── Extract

Shlomo Adler: the story of the rescue of a Jew from Galicia
The Israeli newspaper Israel ha-Yom (Israel Today) published on the Day of Remembrance of Holocaust and Heroism, 2 May 2019, the story of the rescue of Shlomo Adler from the town of Bolekhiv in Western Ukraine (now Ivano-Frankivsk region).
He grew up in a strong and religious Jewish family. His father had a leather factory, and when the Bolsheviks came in 1939, his father gave bribes of boots and leather coats to the Soviet officer so that the family would not be sent to Siberia along with the rest of the wealthy Jews.
After the German invasion in June 1941, this officer told his father: "Here's a truck for you—go immediately to the East!" The father gathered the family for a meeting. Everyone was silent, and only the German refugee said: "Abraham, do you want to run to the communists? Did not you tremble at night waiting for a knock on the door before being expelled to Siberia? The Germans are eventually people too. They will return the plant confiscated by the Soviets back to you. The family stayed.

────

_Your tasks_
(a) Answer these questions about the article on Shlomo Adler:
(i) Which newspaper published the story, and on what date?
(ii) What kind of factory did the father own?
(iii) What did the Soviet officer offer the father after the German invasion in June 1941?
(b) Can you summarize the article on Shlomo Adler in two sentences?

── Given information

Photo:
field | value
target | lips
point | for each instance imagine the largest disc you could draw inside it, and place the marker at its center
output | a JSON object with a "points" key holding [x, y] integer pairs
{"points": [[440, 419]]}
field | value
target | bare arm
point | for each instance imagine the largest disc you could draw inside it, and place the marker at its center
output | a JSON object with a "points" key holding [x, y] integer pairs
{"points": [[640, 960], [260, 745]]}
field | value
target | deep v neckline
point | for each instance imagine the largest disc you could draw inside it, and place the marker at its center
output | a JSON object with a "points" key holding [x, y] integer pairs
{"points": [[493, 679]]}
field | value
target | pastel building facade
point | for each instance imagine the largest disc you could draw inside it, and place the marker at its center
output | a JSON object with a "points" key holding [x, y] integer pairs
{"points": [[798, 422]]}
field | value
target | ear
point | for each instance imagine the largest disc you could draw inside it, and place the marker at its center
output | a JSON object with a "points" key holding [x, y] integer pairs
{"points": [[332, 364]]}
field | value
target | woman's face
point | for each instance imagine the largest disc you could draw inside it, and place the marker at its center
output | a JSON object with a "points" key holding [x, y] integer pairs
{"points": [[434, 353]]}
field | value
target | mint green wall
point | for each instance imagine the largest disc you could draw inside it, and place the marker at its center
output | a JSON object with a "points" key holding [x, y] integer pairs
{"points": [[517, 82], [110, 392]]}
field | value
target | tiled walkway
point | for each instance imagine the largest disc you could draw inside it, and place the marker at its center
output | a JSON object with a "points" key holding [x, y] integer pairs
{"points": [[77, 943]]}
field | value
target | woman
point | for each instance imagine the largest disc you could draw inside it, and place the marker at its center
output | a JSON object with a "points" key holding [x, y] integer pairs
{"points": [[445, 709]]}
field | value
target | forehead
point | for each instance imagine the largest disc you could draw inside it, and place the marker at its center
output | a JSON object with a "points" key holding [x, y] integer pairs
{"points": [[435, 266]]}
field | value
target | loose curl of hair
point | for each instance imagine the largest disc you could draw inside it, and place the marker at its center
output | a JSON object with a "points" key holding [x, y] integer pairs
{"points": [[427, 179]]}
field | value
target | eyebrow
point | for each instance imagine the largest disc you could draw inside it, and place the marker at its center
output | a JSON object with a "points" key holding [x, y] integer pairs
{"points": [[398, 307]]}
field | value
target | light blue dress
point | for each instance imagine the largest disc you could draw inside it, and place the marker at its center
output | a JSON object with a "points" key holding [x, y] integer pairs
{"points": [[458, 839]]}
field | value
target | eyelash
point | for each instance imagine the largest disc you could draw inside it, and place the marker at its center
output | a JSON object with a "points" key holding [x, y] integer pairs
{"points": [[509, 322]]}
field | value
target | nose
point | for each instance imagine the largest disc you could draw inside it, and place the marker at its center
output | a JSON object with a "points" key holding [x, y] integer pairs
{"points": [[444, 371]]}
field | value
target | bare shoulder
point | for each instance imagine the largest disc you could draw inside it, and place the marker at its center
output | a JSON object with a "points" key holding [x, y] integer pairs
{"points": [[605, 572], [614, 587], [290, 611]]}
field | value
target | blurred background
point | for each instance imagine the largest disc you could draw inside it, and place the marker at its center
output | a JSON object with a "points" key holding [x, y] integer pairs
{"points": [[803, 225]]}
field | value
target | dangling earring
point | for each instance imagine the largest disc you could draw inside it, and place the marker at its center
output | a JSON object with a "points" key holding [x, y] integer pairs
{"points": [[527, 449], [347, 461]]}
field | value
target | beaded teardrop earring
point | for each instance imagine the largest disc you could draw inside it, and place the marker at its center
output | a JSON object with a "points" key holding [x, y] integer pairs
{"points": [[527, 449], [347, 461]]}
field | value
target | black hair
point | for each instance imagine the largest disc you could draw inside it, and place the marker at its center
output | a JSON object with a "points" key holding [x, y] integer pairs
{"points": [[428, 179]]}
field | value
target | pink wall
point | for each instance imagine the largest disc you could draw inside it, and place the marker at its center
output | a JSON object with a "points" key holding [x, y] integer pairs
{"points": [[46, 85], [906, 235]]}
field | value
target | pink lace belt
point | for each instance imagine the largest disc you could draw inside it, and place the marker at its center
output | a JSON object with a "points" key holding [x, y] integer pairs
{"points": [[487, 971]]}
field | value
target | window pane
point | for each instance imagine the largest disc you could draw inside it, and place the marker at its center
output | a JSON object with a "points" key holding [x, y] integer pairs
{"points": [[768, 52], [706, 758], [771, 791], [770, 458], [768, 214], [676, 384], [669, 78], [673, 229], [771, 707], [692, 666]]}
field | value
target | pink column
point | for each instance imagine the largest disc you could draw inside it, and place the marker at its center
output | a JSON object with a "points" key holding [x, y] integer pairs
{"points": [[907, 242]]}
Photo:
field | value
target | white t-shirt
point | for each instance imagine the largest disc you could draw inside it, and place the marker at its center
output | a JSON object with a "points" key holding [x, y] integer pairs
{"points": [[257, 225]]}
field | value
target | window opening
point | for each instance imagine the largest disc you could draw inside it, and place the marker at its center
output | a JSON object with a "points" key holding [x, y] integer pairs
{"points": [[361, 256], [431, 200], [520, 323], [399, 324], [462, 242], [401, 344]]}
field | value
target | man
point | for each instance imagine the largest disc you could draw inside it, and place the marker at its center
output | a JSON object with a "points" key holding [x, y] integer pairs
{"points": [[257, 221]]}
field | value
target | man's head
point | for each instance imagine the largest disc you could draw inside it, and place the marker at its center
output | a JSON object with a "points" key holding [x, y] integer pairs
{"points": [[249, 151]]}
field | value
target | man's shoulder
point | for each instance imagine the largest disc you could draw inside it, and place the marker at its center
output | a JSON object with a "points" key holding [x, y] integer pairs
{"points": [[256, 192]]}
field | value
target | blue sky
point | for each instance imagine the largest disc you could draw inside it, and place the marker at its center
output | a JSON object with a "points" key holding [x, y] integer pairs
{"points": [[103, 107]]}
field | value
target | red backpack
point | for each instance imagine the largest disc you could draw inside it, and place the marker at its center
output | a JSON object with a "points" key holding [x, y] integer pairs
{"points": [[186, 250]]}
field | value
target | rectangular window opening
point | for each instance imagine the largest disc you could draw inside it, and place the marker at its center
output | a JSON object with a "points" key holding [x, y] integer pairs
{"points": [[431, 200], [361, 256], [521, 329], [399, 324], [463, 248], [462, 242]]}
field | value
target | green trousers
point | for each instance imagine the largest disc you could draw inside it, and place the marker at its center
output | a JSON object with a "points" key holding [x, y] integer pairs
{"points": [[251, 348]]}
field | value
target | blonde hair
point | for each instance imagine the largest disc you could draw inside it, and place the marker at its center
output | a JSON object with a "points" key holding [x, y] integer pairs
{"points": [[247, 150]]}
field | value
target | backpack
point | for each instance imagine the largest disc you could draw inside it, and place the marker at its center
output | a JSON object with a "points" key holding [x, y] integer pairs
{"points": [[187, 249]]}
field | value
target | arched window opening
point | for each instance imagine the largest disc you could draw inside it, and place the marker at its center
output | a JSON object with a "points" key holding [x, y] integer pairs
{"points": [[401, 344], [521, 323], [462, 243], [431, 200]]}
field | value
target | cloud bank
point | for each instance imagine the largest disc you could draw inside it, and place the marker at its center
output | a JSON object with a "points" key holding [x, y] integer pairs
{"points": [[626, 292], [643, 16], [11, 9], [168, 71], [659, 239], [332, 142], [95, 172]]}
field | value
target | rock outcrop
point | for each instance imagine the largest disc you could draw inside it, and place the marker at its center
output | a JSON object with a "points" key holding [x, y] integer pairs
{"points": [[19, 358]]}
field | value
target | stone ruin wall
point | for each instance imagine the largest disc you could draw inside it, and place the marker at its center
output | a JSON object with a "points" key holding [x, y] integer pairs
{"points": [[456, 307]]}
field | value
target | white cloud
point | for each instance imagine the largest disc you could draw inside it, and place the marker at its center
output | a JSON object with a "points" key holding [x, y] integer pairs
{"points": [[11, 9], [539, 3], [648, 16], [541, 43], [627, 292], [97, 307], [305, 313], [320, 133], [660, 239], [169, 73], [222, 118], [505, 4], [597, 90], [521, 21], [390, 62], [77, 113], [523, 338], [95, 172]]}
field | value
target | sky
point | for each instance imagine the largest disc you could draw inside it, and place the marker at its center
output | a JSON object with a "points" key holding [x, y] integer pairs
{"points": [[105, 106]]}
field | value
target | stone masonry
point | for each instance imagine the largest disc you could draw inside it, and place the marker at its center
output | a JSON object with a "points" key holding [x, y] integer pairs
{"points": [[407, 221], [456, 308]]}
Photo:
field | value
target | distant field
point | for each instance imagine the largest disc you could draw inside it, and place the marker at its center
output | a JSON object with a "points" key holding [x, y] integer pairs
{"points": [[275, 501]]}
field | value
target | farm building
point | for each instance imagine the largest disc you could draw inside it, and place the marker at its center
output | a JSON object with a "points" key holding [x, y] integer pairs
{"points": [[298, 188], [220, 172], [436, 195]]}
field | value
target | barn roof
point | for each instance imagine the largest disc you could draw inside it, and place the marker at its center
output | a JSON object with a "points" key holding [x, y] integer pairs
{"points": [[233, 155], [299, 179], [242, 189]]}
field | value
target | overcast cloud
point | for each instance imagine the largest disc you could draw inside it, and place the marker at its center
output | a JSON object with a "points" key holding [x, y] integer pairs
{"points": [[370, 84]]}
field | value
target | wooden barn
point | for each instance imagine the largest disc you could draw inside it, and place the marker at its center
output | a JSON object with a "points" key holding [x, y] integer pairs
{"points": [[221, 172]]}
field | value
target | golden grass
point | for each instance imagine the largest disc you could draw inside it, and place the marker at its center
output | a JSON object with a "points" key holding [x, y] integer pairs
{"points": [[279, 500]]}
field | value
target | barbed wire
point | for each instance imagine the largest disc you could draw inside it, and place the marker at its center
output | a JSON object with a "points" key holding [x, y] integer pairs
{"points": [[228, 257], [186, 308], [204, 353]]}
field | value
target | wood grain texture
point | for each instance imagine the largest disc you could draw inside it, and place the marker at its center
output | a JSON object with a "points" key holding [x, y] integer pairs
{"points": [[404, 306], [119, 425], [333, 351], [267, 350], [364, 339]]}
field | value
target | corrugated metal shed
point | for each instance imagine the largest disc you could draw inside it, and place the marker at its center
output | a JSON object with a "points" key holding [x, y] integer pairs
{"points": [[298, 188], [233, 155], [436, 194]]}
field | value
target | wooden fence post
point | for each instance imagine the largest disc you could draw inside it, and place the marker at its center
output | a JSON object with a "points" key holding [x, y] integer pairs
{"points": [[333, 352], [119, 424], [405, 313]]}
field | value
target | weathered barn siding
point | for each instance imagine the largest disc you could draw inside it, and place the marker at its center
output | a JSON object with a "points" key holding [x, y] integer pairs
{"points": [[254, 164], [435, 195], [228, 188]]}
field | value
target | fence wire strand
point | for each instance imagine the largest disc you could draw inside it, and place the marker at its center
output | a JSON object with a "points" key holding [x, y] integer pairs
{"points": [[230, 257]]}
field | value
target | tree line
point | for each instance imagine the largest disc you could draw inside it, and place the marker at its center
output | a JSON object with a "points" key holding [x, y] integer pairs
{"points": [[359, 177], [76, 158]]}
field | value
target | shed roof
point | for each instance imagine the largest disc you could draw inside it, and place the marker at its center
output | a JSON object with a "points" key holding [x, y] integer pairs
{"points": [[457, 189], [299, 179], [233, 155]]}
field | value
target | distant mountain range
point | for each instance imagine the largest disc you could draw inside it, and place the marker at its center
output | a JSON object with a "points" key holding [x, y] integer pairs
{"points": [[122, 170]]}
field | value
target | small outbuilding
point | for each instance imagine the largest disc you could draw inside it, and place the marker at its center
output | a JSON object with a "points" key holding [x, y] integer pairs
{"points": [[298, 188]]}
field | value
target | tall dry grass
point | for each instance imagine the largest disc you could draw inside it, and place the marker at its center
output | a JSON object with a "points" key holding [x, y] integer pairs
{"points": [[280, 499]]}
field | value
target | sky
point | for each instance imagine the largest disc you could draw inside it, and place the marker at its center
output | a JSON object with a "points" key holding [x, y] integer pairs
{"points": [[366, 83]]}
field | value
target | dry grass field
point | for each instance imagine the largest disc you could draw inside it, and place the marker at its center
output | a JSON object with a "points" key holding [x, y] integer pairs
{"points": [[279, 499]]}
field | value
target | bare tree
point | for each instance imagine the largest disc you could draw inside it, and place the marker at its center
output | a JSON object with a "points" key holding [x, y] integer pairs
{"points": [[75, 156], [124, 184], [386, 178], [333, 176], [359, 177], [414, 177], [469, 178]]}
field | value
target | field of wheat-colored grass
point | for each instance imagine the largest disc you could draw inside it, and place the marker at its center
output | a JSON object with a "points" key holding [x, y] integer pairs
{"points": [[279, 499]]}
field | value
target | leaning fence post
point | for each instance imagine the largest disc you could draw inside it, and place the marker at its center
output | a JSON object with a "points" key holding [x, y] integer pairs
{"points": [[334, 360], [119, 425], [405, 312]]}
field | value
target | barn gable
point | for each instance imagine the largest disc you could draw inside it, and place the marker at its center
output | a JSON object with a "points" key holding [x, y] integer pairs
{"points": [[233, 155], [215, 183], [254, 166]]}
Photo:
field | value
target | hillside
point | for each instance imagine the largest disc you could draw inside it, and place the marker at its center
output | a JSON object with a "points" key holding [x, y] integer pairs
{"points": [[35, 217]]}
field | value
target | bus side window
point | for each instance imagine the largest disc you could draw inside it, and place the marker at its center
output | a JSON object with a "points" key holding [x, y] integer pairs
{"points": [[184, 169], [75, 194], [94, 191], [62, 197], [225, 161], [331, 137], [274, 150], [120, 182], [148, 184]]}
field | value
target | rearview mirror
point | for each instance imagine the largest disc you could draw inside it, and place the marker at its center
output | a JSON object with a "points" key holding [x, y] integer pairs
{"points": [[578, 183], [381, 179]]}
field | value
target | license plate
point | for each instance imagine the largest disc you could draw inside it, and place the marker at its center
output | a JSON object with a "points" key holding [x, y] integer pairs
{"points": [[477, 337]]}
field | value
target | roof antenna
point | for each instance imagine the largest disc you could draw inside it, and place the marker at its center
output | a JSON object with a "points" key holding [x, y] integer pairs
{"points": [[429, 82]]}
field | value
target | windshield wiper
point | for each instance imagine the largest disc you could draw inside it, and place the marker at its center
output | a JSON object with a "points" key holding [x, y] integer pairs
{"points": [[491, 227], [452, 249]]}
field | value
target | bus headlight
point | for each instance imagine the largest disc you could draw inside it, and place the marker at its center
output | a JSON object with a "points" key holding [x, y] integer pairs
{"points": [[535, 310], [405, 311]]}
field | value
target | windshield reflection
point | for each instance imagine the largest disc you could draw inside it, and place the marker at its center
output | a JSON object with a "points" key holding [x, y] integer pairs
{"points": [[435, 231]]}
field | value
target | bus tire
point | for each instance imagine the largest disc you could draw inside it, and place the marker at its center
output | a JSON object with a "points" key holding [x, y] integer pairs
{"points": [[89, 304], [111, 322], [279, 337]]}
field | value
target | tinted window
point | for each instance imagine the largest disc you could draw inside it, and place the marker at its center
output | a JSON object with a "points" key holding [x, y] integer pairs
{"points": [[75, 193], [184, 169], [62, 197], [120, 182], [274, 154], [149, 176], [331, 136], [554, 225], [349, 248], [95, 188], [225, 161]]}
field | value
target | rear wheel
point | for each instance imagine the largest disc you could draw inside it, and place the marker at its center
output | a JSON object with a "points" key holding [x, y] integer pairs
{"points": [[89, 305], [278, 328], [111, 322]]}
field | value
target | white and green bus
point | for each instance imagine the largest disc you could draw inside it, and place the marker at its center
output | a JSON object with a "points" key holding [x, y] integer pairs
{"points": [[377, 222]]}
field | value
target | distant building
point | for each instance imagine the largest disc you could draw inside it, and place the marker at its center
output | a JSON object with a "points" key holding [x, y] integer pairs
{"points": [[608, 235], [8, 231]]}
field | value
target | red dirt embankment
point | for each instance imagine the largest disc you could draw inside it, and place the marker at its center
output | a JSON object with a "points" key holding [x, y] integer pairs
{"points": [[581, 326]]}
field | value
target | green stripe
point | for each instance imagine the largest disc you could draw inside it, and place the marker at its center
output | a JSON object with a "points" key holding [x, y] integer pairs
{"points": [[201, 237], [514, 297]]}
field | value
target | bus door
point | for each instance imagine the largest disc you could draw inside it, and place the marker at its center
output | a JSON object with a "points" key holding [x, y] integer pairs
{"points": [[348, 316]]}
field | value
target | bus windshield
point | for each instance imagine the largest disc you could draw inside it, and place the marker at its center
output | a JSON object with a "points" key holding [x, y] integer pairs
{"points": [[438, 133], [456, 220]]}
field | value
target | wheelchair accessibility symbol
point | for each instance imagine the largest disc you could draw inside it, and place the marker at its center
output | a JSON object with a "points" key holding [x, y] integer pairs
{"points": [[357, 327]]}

────

_Task-by-task solutions_
(a)
(i) Israel ha-Yom (Israel Today), on 2 May 2019.
(ii) A leather factory.
(iii) A truck to go immediately to the East.

(b) On 2 May 2019, the Day of Remembrance of Holocaust and Heroism, Israel ha-Yom published the story of the rescue of Shlomo Adler from Bolekhiv in Western Ukraine, who grew up in a religious Jewish family whose father bribed a Soviet officer with boots and leather coats in 1939 so the family would not be sent to Siberia. After the German invasion in June 1941, that officer offered the father a truck to go east, but a German refugee argued that the Germans would return the confiscated plant, and the family stayed.